Problem statement: From the line bearing "Locate the brown and" down to the final line of the records below, give every line again exactly and add nothing.

----- Dataset entries -----

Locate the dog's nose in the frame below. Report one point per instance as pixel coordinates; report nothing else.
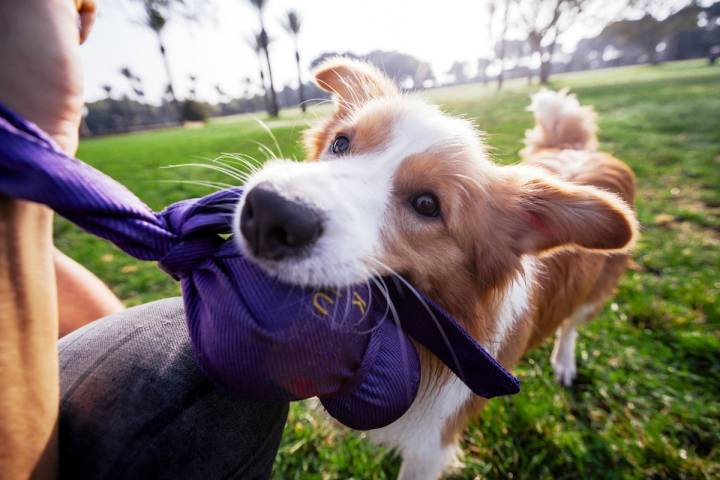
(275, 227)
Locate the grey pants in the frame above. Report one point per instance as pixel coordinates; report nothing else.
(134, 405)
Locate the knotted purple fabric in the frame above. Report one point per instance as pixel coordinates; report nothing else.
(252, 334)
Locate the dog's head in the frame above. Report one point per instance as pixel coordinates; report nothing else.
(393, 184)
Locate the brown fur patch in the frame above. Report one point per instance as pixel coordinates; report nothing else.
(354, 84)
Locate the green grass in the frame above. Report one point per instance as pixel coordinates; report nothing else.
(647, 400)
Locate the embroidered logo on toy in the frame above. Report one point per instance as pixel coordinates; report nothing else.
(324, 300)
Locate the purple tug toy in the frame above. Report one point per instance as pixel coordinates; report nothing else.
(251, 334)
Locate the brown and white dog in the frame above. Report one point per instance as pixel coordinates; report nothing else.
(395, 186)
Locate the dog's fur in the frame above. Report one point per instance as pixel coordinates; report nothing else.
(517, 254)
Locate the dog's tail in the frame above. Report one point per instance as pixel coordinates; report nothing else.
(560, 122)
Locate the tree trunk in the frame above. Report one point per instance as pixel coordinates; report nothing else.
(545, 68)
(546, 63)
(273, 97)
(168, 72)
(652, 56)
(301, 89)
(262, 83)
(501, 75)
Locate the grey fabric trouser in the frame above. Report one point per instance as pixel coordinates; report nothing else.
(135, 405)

-----

Exercise result:
Locate the brown and white dog in the frame above. Report one point per instance as pixel coordinates; report nothing else.
(395, 186)
Locate the dog's fur in the frame above. Report one point per instance as pixel coordinates; report nothing else.
(517, 254)
Locate the dog's tail in the frame above. Report one point per instance as pixel coordinates; report nothing else.
(560, 122)
Locate the tree trunk in the frame above. Report one point per instance as pixel coordinates; report nothing else.
(545, 68)
(546, 63)
(273, 97)
(168, 72)
(652, 56)
(301, 89)
(262, 83)
(501, 75)
Locate the grey fabric trouser in the frame above. Report one point per instance as pixel coordinates; report nothing else.
(135, 405)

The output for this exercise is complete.